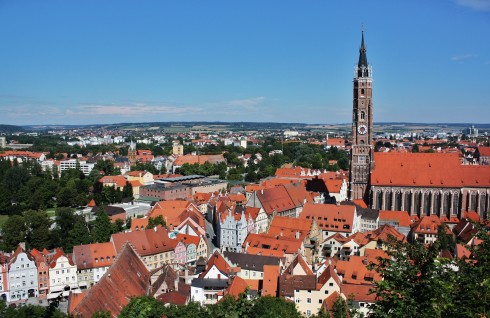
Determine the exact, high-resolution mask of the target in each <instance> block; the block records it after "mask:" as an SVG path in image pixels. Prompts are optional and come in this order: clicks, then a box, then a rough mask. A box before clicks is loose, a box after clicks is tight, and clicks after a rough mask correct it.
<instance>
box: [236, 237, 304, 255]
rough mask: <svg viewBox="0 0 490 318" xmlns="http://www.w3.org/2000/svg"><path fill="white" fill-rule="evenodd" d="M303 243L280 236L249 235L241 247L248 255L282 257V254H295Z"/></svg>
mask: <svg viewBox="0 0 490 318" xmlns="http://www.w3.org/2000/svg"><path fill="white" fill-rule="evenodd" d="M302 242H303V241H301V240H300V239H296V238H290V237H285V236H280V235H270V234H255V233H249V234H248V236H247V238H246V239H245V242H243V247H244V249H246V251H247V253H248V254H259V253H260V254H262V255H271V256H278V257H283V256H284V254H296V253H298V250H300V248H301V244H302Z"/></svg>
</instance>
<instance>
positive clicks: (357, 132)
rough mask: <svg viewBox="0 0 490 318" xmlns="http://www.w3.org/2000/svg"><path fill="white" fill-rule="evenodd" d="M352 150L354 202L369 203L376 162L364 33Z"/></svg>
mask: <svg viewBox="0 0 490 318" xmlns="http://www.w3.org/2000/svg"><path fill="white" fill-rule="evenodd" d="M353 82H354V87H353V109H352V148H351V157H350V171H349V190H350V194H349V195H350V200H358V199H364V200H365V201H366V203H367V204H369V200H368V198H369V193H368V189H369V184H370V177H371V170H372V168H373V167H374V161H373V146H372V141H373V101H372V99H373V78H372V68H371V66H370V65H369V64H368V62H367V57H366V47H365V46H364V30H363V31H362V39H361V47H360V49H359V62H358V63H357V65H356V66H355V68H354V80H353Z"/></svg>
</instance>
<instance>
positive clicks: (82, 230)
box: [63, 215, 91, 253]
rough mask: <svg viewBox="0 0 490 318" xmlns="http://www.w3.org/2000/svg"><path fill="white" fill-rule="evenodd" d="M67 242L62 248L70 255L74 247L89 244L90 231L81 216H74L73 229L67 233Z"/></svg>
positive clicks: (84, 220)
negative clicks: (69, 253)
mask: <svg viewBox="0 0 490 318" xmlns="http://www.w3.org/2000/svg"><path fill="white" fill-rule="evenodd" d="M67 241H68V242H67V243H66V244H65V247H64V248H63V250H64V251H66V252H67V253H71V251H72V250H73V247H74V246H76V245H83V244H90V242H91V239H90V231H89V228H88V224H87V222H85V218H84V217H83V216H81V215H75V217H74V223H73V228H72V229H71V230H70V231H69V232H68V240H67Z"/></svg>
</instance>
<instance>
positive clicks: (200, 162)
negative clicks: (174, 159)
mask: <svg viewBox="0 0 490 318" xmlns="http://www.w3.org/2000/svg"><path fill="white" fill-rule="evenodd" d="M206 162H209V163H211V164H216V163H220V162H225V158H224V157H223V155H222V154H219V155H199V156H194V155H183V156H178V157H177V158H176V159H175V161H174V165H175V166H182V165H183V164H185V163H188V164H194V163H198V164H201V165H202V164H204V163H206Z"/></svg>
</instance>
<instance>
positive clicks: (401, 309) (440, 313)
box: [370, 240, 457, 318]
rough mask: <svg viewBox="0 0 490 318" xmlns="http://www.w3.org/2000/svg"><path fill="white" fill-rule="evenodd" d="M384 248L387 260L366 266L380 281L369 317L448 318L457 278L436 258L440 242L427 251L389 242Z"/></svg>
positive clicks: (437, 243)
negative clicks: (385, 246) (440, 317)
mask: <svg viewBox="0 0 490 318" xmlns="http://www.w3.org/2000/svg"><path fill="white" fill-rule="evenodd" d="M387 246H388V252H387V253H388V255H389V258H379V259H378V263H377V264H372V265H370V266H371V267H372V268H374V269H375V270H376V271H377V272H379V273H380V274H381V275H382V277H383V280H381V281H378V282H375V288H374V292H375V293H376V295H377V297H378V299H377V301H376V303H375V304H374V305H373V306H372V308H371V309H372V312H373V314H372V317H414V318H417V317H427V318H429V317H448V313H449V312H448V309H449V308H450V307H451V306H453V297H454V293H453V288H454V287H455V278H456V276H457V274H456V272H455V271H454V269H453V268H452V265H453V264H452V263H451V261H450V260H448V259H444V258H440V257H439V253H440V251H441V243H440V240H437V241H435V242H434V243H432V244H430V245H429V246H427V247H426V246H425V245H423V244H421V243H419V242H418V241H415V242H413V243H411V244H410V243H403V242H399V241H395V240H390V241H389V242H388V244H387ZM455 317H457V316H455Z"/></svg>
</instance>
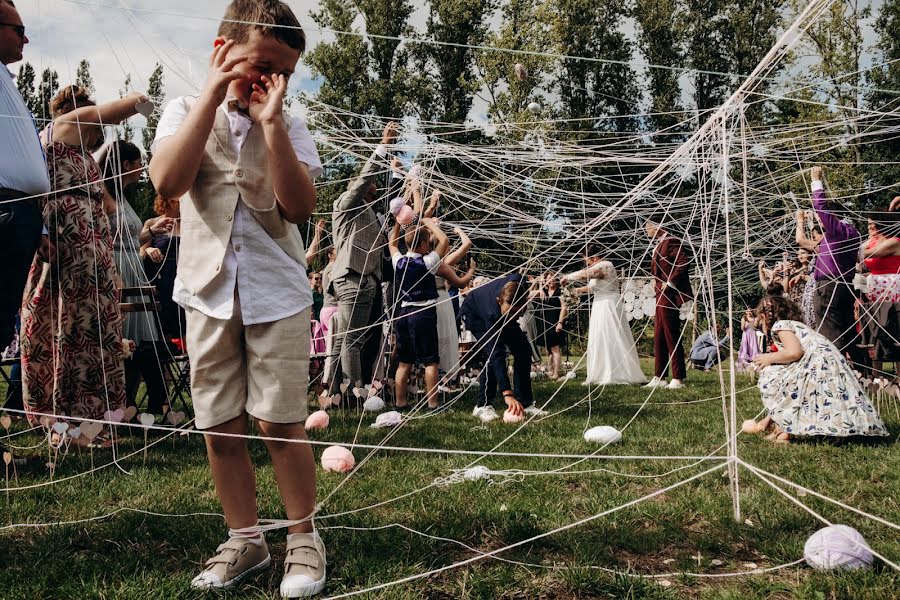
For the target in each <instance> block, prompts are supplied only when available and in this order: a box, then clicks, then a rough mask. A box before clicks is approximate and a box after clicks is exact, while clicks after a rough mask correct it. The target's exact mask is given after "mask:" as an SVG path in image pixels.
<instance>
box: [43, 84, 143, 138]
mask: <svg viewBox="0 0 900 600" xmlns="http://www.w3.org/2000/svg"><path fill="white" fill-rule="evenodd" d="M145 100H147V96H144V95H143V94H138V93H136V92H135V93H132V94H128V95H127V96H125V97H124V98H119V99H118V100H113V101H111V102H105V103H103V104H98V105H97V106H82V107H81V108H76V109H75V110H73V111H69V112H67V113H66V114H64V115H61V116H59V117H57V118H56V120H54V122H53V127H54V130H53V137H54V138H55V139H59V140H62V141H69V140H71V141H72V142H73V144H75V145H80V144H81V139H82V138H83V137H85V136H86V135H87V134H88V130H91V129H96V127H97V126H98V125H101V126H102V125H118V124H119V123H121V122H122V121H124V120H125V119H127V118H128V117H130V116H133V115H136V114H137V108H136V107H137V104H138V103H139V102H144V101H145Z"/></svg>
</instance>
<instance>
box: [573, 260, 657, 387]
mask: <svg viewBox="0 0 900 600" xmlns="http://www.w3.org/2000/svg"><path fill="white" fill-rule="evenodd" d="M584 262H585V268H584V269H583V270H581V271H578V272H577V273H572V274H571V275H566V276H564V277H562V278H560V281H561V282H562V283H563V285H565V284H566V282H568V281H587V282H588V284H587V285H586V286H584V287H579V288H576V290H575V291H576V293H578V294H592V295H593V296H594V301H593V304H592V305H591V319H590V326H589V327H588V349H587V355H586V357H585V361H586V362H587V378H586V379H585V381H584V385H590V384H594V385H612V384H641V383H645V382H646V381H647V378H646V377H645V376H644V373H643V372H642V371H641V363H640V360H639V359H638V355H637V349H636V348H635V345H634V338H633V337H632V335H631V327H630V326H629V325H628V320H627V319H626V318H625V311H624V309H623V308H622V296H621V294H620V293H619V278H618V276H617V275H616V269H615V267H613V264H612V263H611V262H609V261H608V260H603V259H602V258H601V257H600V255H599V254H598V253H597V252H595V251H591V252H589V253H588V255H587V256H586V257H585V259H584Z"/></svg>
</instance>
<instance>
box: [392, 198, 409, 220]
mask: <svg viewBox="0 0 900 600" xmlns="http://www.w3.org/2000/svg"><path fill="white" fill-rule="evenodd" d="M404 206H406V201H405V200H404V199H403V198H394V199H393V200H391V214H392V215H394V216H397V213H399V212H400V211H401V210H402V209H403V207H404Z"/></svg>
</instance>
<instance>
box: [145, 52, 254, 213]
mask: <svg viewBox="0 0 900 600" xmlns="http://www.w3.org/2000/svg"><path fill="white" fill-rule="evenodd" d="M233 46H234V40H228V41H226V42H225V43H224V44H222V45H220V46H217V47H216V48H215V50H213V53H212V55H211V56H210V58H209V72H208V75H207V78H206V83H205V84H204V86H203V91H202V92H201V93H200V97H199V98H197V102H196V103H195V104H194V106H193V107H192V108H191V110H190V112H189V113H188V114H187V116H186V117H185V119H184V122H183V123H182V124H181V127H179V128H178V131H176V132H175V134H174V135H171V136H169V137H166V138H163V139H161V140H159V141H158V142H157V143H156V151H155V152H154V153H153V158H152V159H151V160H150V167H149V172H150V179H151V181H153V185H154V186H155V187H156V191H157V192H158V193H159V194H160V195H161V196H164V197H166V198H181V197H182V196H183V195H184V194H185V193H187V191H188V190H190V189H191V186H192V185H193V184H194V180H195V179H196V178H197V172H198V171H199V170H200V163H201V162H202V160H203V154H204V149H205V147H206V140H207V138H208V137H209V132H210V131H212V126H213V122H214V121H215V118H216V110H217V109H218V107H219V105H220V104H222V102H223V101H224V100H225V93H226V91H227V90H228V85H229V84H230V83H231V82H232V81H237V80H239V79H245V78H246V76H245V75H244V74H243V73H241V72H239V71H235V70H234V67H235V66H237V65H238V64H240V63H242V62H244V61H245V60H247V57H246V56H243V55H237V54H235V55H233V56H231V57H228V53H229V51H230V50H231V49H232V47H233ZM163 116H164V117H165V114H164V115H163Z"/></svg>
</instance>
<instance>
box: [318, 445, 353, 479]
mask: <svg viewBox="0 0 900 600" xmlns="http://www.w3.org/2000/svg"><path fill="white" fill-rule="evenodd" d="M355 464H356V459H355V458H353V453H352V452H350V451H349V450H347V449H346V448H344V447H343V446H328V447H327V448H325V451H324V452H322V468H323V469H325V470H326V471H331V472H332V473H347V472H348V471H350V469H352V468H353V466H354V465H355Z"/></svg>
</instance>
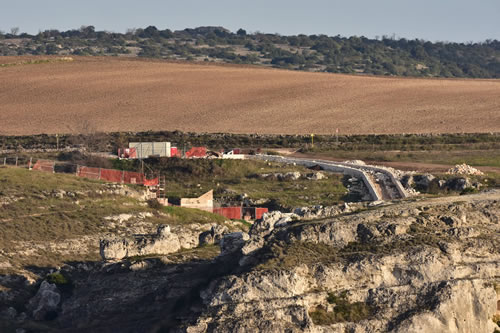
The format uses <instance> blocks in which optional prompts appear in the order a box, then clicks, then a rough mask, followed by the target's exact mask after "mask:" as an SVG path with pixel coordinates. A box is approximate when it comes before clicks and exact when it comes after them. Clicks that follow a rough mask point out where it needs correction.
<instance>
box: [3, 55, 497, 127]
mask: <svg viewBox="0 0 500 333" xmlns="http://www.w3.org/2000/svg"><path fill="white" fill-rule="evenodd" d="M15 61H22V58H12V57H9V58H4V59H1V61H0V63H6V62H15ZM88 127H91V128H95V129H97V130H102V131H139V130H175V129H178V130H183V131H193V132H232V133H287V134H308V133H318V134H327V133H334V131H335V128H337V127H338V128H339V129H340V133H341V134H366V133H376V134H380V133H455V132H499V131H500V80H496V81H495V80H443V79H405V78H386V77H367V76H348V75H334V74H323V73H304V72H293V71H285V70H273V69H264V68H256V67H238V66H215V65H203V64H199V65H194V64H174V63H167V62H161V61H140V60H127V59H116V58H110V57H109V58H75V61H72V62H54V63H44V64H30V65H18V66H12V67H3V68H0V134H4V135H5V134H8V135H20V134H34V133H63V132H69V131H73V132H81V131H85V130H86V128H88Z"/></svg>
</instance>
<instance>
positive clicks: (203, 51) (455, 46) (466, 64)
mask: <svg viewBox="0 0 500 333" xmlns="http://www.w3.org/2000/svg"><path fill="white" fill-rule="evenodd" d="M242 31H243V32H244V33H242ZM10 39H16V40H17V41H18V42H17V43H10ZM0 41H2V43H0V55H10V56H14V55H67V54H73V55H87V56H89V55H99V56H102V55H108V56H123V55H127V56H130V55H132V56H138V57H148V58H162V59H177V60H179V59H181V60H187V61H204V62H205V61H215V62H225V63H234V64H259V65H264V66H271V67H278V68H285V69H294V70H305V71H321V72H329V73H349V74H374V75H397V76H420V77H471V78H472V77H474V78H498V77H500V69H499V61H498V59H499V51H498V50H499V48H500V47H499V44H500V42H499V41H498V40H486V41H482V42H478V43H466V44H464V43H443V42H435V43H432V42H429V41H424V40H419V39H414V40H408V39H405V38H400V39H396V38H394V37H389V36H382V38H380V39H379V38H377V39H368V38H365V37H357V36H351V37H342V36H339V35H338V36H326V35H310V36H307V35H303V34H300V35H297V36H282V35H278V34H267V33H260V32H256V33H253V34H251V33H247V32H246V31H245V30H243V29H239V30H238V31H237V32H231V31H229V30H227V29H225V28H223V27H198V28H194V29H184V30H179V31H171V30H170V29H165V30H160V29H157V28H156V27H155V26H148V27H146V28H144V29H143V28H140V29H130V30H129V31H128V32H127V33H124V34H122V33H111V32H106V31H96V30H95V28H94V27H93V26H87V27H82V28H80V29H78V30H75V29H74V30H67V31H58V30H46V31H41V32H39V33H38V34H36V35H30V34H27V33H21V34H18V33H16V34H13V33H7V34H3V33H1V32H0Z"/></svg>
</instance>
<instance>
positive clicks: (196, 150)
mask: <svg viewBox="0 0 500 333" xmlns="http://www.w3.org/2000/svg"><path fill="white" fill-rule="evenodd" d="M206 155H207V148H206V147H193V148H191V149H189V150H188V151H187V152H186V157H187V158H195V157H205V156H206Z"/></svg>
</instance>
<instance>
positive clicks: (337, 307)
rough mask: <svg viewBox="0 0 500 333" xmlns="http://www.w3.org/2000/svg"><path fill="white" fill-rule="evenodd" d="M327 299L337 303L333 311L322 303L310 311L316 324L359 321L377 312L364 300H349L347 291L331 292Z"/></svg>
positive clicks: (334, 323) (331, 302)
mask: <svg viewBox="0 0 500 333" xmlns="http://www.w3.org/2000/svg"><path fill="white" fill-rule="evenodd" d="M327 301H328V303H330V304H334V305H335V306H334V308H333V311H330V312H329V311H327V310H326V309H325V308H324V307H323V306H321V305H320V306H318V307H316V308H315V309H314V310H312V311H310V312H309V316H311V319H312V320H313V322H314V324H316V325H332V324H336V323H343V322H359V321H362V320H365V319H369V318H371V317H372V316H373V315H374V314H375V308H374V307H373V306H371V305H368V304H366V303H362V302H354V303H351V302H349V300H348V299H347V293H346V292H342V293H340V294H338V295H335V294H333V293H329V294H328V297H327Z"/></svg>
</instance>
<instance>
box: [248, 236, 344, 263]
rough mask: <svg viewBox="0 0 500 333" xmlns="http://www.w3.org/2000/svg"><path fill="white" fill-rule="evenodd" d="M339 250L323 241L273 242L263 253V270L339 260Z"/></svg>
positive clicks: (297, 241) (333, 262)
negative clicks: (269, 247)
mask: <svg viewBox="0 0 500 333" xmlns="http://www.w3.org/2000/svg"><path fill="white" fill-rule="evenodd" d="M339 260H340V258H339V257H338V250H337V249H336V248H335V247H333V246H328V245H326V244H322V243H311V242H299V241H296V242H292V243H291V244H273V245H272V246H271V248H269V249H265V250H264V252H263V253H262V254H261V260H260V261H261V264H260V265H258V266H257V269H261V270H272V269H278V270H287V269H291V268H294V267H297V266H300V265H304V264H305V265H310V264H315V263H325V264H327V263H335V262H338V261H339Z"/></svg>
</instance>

*AIM OF THE EXERCISE*. Repeat the listing above up to and including the line with "positive clicks: (84, 220)", starting from its first line. Drop any pictures.

*ANSWER*.
Determine the exact, high-resolution mask of the target in each <instance> block; the block records it after "mask:" as an SVG path in image pixels. Prompts are optional and come in this order: clicks, then a box, then a rough mask. A box before clicks is loose, a box after clicks is tight, and clicks after a rough mask correct it.
<instance>
box: [236, 237, 304, 255]
rough mask: <svg viewBox="0 0 490 318" xmlns="http://www.w3.org/2000/svg"><path fill="white" fill-rule="evenodd" d="M303 243L280 236L249 235L241 247L248 255L282 257V254H295Z"/></svg>
mask: <svg viewBox="0 0 490 318" xmlns="http://www.w3.org/2000/svg"><path fill="white" fill-rule="evenodd" d="M302 242H303V241H301V240H300V239H296V238H290V237H285V236H280V235H270V234H255V233H249V234H248V236H247V238H246V239H245V242H243V247H244V249H246V251H247V253H248V254H259V253H260V254H262V255H271V256H278V257H283V256H284V254H296V253H298V250H300V248H301V244H302Z"/></svg>
</instance>
<instance>
positive clicks: (357, 132)
rough mask: <svg viewBox="0 0 490 318" xmlns="http://www.w3.org/2000/svg"><path fill="white" fill-rule="evenodd" d="M352 150L354 202L369 203L376 162L364 33Z"/></svg>
mask: <svg viewBox="0 0 490 318" xmlns="http://www.w3.org/2000/svg"><path fill="white" fill-rule="evenodd" d="M353 82H354V87H353V109H352V148H351V157H350V171H349V190H350V194H349V195H350V200H358V199H364V200H365V201H366V203H367V204H369V200H368V198H369V193H368V189H369V184H370V177H371V170H372V168H373V167H374V161H373V146H372V141H373V101H372V99H373V78H372V68H371V66H370V65H369V64H368V62H367V57H366V47H365V46H364V30H363V31H362V39H361V47H360V49H359V62H358V63H357V65H356V66H355V68H354V80H353Z"/></svg>
</instance>
<instance>
positive clicks: (82, 230)
box: [63, 215, 91, 253]
rough mask: <svg viewBox="0 0 490 318" xmlns="http://www.w3.org/2000/svg"><path fill="white" fill-rule="evenodd" d="M67 242L62 248L70 255L74 247L89 244L90 231L81 216H74L73 229L67 233Z"/></svg>
positive clicks: (84, 220)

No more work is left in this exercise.